Text under study:
There’s also, of course, our great legacy of working mother saints. St. Zelie. St. Gemma. Blessed Anna Maria Taigi. Blessed Eurosia Fabris Barban.
Try as you might, YouTube preacher—look under every rock you can. There is no official church teaching banishing women from working outside the home.
So, both are morally allowed. But which is preferable?
I wanted to find some kind of study I could hold up—42% of kids whose moms were orthodontists became serial killers. 15% of kids say they wished their moms stayed home and made them gourmet meals for dinner that consisted of chicken nuggets and extra ketchup. 90% of kids got their teeth brushed at night, no matter how their parents spent the hours of 9-5.
But to measure an upbringing—impossible. How do we quantify something like that? How can we put to numbers how fulfilled, faithful, fed children are? I know really good mothers whose kids ended up in prison. I know moms who tried their best but failed in serious ways whose kids are absolutely thriving. If there was some type of magic trick that would make all of our kids saints, some hack we could implement, some recipe we could try, we’d all do it.
I can’t quantify the beauty of a morning spent in footie pajamas. I can’t quantify the way my daughter squeals when I pick her up from daycare. I can’t count the number of Good days and Hard days; every single day is a mosaic of both, clashing and creating beauty. This isn’t an equation.
For every study I found that said daycare was linked to early behavioral problems, I found another that said it actually helped kids develop healthy relationships. For every study I found that said staying at home with kids was linked to joy in mothers, I found another that said it increased postpartum depression. There is no scientific consensus to be had. We can’t go to the numbers for this one.
It is undoubtably better for my kids to eat a three-course meal with vegetables and lean protein every night, but they do occasionally get macaroni and cheese. It is undoubtably better for my kids to get zero screen time, but they are familiar with the above-mentioned Tiger Named Daniel. It is undoubtably better for my kids to go to Mass every single day, but they only go on Sunday’s. That’s because they aren’t the only ones in the family.
It is undoubtably better for my husband and I to get 8 hours of sleep a night, but we’re often woken up by the cries of our kids. It is undoubtably better for my husband and I to go on a weekly date night that’s out of the house, but we can only manage monthly right now. It is undoubtably better for my husband and I to exercise every day, but that exercise sometimes looks like just lifting kids in and out of cribs. That’s because we aren’t the only ones in the family.
Family life is sacrificial. Whether or not the mother works is going to be a sacrifice for someone.
There is no great consensus, but there is a situation that’s going to be right for your family. Mine, today, looks like working part-time. Your family needs to figure out yours. One that helps every person in the family thrive and be the best disciple they can be.
I’m tired of this conversation, but I feel the need to engage with it as long as it’s being tossed around like a volleyball.
Because there are entire circles of people, entire groups of friends, entire communities where working mothers are shamed.
And there are entire circles of people, entire groups of friends, entire communities where stay-at-home moms are shamed.
The audacity we continue to have to proclaim the validity of others’ choices, when the magisterium of the church has consistently and faithfully proclaimed those choices not morally illicit, continues to astound me. I suppose it shouldn’t, because…sin. But it does.

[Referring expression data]
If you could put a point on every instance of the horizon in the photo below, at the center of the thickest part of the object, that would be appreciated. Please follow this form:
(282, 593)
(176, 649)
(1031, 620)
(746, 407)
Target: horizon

Required tasks:
1 – Copy out the part of the essay on working mothers that begins with the words containing "There’s also, of" and ends with "which is preferable?".
2 – Do these statements agree with the essay on working mothers? (a) The author currently works part-time. (b) The author and her husband manage a weekly date night out of the house. (c) The author found a scientific consensus on whether daycare or staying home is better. Answer yes or no for each, quoting the words from the essay that decide it.
3 – Go on with the essay on working mothers from its final sentence.

Set of answers:
1 –
There’s also, of course, our great legacy of working mother saints. St. Zelie. St. Gemma. Blessed Anna Maria Taigi. Blessed Eurosia Fabris Barban.
Try as you might, YouTube preacher—look under every rock you can. There is no official church teaching banishing women from working outside the home.
So, both are morally allowed. But which is preferable?

2 –
(a) Yes: "Mine, today, looks like working part-time."
(b) No: "but we can only manage monthly right now."
(c) No: "There is no scientific consensus to be had."

3 –
I’m not here to “give” anyone permission; I can’t do that and you don’t need it from me. I have no authority over you and your life.
I am here to do what I said earlier—to grab your shoulders, to tell you it’s ok. Those desires you have to work outside the home are okay. They do not make you a shitty mom. They do not make you a shitty Catholic.
Everyone loves Jeremiah 29:11. How could you not?
For I know the plans I have for you,” declares the Lord, “plans to prosper you and not to harm you, plans to give you hope and a future.
But I love what comes after, too, in Jeremiah 29:12-14.
Then you will call on me and come and pray to me, and I will listen to you. You will seek me and find me when you seek me with all your heart. I will be found by you,” declares the Lord, “and will bring you back from captivity. I will gather you from all the nations and places where I have banished you, and will bring you back to the place from which I carried you into exile.”
You will seek the Lord—and his plan for you—when you seek him with all your heart. And there he will be found, waiting to help support your family, waiting to help you fulfill your vocation, however that looks today.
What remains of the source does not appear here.